# Direction:
Print the rows below, unchanged, starting with the line containing "the white marble" and going on through the line containing "Target: white marble countertop".

# Provided data:

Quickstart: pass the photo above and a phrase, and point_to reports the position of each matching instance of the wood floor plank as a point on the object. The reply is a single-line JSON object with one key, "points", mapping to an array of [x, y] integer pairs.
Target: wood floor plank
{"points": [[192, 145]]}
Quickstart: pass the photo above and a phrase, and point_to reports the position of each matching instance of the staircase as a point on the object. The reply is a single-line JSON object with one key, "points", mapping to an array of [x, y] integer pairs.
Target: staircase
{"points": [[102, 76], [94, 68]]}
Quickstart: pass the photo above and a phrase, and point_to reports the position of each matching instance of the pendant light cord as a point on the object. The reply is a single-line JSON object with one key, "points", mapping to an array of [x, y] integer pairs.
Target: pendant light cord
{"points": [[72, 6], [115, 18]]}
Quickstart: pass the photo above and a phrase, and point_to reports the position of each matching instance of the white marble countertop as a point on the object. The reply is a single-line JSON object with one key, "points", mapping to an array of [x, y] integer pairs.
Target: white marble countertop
* * *
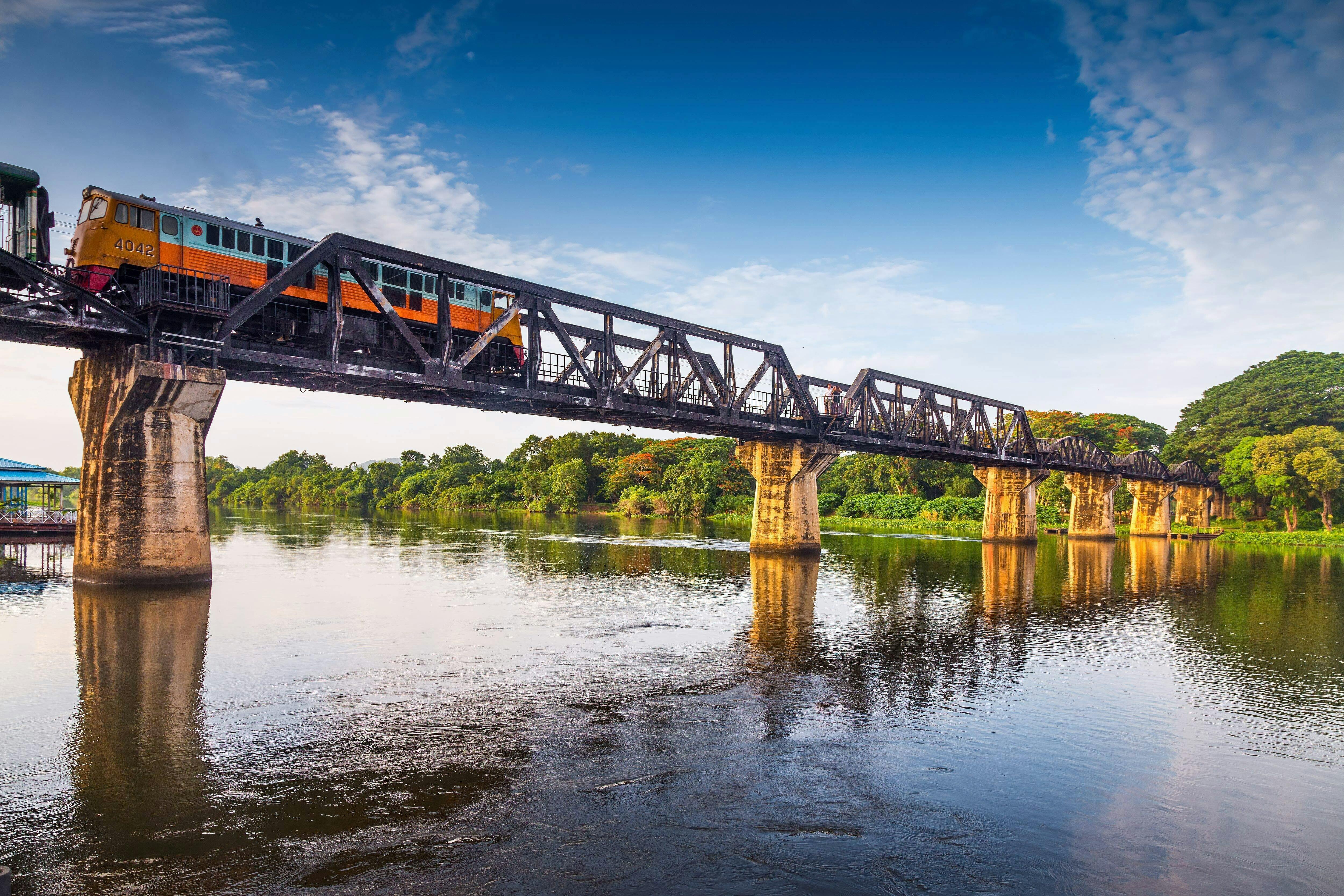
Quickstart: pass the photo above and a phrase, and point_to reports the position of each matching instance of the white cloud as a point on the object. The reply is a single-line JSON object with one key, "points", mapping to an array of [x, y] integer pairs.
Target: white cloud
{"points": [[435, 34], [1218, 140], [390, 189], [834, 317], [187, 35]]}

# Solution to the exercise:
Quickstart: pass the photo above and a phrase, and point_to reports the position of each matching instance of the white marble countertop as a point on the object. The reply is a single-line JSON object with one key, "points", mapping to an array of [x, y] integer pairs.
Target: white marble countertop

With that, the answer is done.